* [Exercises]:
1. Sum up the list of underrated young adult science fiction books in two sentences.
2. Carry on the list of underrated young adult science fiction books from its last entry.

* [Provided text]:
--- START ---
This week’s list is my favorite kind of list. Why? I get to draw attention to awesome books that have been overlooked or underrated (at least, I think they’ve been overlooked – I am not infallible, though). Young adult science fiction is a hot commodity right now, but it hasn’t always been, and I think that’s why some of these titles have languished: pure timing. Others are more character-driven than plot-driven, and perhaps that made a difference. I can only guess really, because I think they’re great. This list is my attempt to sway you to the dark side (my side!). So, pick one up! These are great books and they deserve great readers.
Top Ten Underrated Books in Young Adult Science Fiction
1. Tin Star by Cecil Castellucci – Not ready to commit to reading a whole novel just yet? Check out Castellucci's short story for Tor.com, We Have Always Lived on Mars. Should give you a feel for how awesome her sci-fi is. (the answer = VERY. very #awesome.)
2. Fever Crumb by Philip Reeve – Perfect for upper middle grade as well as the young adult crowd, with steampunk flavor. It’s high-stakes mystery featuring a memorable heroine.
3. A Confusion of Princes by Garth Nix – Garth Nix isn’t exactly an unknown – his Abhorsen series is big in fantasy, after all. However, buzz for this standalone sci-fi title faded almost as soon as it was released in 2012. I really liked the character development and travel-across-the-universe plot. And if you’re into early dystopian YA, another Nix standalone, Shade’s Children, is the way to go.
4. Heir Apparent by Vivian Vande Velde – Video gaming, ethics, future tech, fantasy role playing and a deadly accident combine in this old favorite of mine. I need to read the rest of the books in the series, like, yesterday.
--- END ---
* [Source data]:
--- START ---
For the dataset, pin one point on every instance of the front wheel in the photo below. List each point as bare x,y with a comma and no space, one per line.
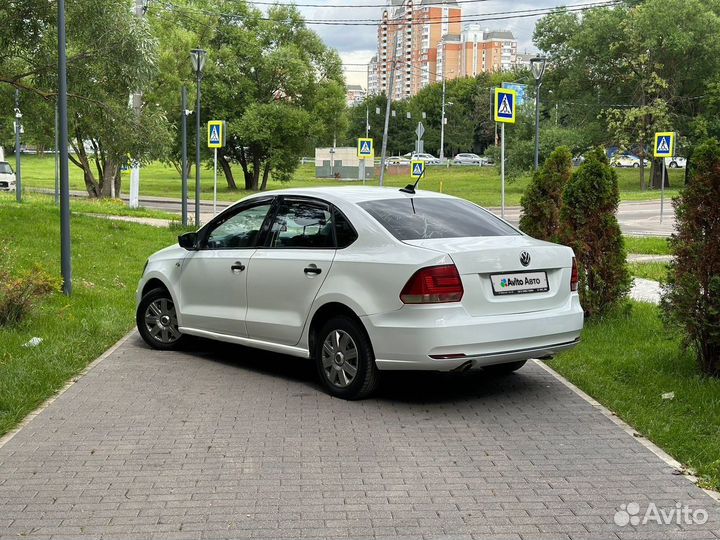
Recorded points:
345,360
156,320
--- END ---
* [Activity answers]:
1. The writer presents a top ten list of young adult science fiction books they consider overlooked or underrated, suggesting that some languished because of timing and others because they are more character-driven than plot-driven. The titles shown include Tin Star by Cecil Castellucci, Fever Crumb by Philip Reeve, A Confusion of Princes by Garth Nix, and Heir Apparent by Vivian Vande Velde, each with a brief note on why it deserves readers.

2.
5. Pills and Starships by Lydia Millet – A huge favorite of mine from this year, and a pharmacological and ecological take on the dystopian trend.
6. Extras by Scott Westerfeld – I liked the Uglies series, but I never got farther than ‘liked’ until this, the fourth book. Extras was the only one that didn’t feature Tally as the main character (go figure), and I really enjoyed it. I thought it had a lot to say about our current celebrity- and tech-obsessed culture, and what it means for society’s future. Plus it was just FUN, you know?
7. Epic by Conor Kostick – Another video game/sci-fi/fantasy mash-up sort of book, with added dystopia! And dragons! Stellar older (and by older I mean published before I began blogging) YA sci-fi, and on my re-read list for sure.
8. InterWorld by Neil Gaiman and Michael Reaves – Yes, I put a Neil Gaiman title on this list. Yes, I realize that Neil Gaiman is pretty much the opposite of underrated these days. But have you read this book? Because I’m betting you haven’t, and I thought it was an interesting take on parallel worlds.
9. Academy 7 by Anne Osterlund – One of the first genuinely sci-fi young adult books I ever read, and also a satisfying romance. Will please fans of These Broken Stars and Diana Peterfreund’s YA sci-fi romances.
10. Rot & Ruin by Jonathan Maberry – If you’re only going to read one YA zombie novel, this is the one to pick. It’s good, features diverse characters, and its pulse-pounding pace is spot-on.
Would you add any books to this list?